Some 3.5 billion years ago, life on Earth evolved to have just four “letters” in its genetic code. These letters are the DNA bases G, C, A and T—and they spell out the instructions for making proteins in every organism on Earth.
But scientists in a lab at The Scripps Research Institute (TSRI) have been working on something new. They’ve designed a bacterium with two unnatural bases, called X and Y, which could someday help them produce new molecules for medical therapies.
In a study published today in the journal Nature, the researchers announced that their “semi-synthetic” strain of E. coli is the first to both contain the unnatural bases in its DNA and use the bases to instruct cells to make a new protein.
“I would not call this a new lifeform—but it’s the closest thing anyone has ever made,” said TSRI Professor Floyd Romesberg, Ph.D., who led the study. “This is the first time ever a cell has translated a protein using something other than G, C, A or T.”
The new research builds on the Romesberg Lab’s previous efforts to expand the limited “alphabet” of natural DNA. Until now all organisms use have used only the four DNA bases to code for 20 amino acids. With the addition of X and Y, an organism could code for up to 152 new amino acids. The researchers hope these amino acids could become building blocks for new medicines.
Synthorx, Inc., founded on research from the Romesberg Lab, is leading the effort to develop protein therapeutics based on X and Y.
Cells Can Decode New Bases to Make Protein
Romesberg and his team worked toward this breakthrough for 20 years. Their research took a huge step forward in 2014, when the team announced the creation of a semi-synthetic organism that could copy X and Y in its DNA. Earlier this year, the researchers also found that they could get bacteria to stably store the information and pass on the unnatural bases to daughter cells as they divide.

> _TASK INSTRUCTIONS_:
**A.** How would you render this sentence from the passage about the semi-synthetic bacterium into Spanish: "Synthorx, Inc., founded on research from the Romesberg Lab, is leading the effort to develop protein therapeutics based on X and Y."
**B.** Do these statements agree with the passage about the semi-synthetic bacterium? For each, answer yes or no and quote the words that decide it. (i) Romesberg calls the engineered bacterium a new lifeform. (ii) The study appeared in the journal Nature. (iii) Romesberg and his team spent 20 years working toward this result.
**C.** Extend the passage about the semi-synthetic bacterium, picking up right after its final sentence.

> _SUPPLIED RECORDS_:
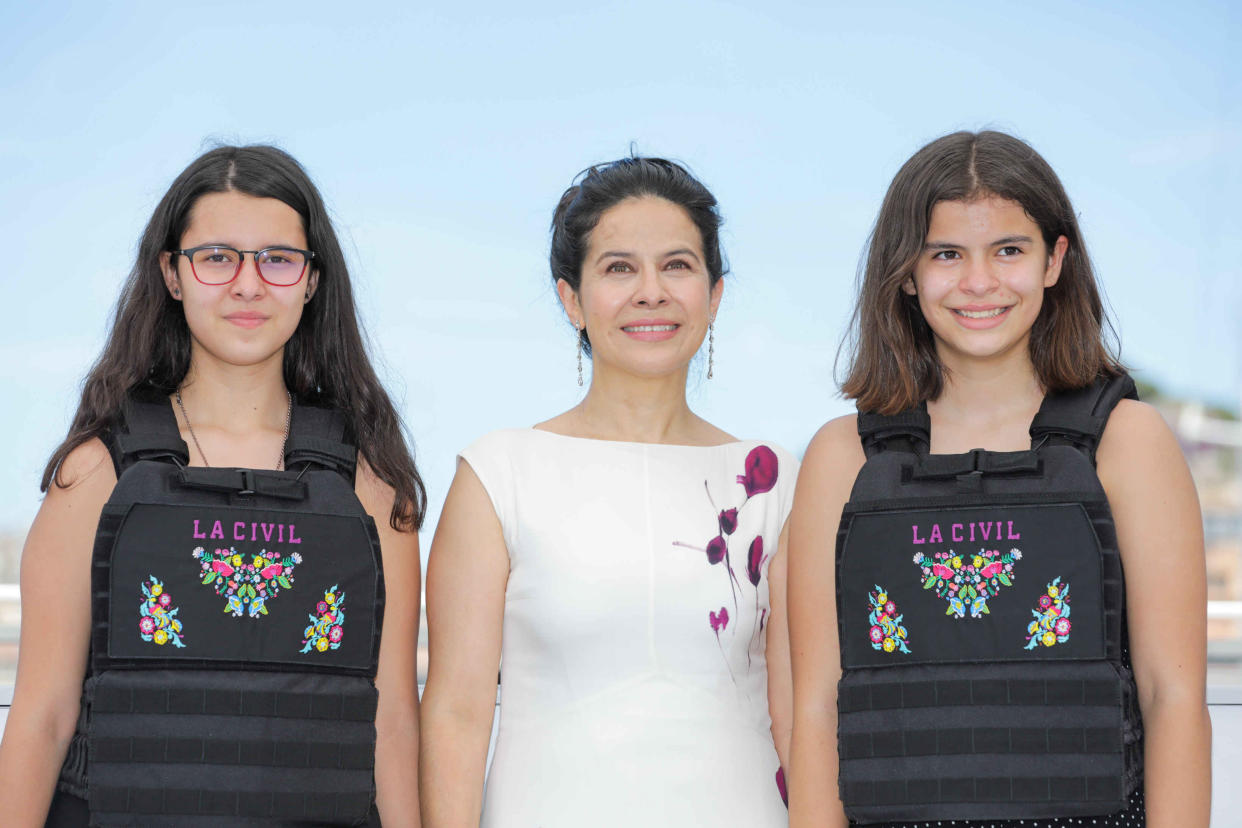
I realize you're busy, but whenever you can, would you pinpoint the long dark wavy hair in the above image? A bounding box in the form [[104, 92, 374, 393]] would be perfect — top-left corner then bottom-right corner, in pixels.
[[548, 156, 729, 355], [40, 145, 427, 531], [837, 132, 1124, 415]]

==

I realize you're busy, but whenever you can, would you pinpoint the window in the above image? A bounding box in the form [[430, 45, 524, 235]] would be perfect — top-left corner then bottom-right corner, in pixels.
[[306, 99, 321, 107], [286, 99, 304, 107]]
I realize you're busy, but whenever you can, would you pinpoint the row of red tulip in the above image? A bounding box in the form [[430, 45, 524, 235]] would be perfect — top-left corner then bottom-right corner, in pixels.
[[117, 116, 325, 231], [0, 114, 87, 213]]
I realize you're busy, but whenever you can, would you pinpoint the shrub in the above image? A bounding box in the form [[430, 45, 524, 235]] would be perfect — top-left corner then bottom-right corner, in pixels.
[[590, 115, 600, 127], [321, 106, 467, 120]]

...

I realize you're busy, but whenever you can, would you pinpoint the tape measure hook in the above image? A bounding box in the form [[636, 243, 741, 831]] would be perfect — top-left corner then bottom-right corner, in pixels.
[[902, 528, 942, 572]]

> _RESULTS OF THE EXERCISE_:
**A.** Synthorx, Inc., fundada a partir de investigaciones del laboratorio Romesberg, lidera el esfuerzo por desarrollar terapias proteicas basadas en X e Y.

**B.**
(i) No: "I would not call this a new lifeform"
(ii) Yes: "published today in the journal Nature"
(iii) Yes: "Romesberg and his team worked toward this breakthrough for 20 years."

**C.**
But just storing these bases isn’t enough. To really be useful, these bases need to be “read,” or transcribed, into RNA molecules and translated into proteins.
Romesberg and his colleagues achieved these important steps by embedding their unnatural bases in genes that also contained A, C, G and T. They found that within the semi-synthetic organism these genes could be successfully transcribed into RNA molecules also containing the unnatural bases, and that the cells could use these RNA molecules at their ribosomes to direct the incorporation of unnatural amino acids into proteins.
The protein produced in this process was a variant of green fluorescent protein (GFP), a naturally glowing marker often used in genetic experiments, which contained different unnatural amino acids incorporated at a selected site.
“This was the smallest possible change we could make to the way life works—but it is the first ever,” said Romesberg.
Testing Hydrogen Bonds
The study is also the first to show that hydrogen bonds—thought to be crucial to the DNA-decoding process—may not be as important as scientists thought. “It would be very easy to say complementary hydrogen bonds are what define DNA and RNA,” said Romesberg. “But we’ve found that forces other than hydrogen bonding can productively participate in every step of information storage and retrieval.”
The scientists designed part of X and Y to be hydrophobic—so that they only pair with each other and repel the usual hydrogen bonding natural bases, which keeps X and Y from accidentally pairing with A, T, C or G.
It turns out that a lack of complementary hydrogen bonds doesn’t really bother cells. As the scientists found, X and Y were successfully transcribed and translated anyway.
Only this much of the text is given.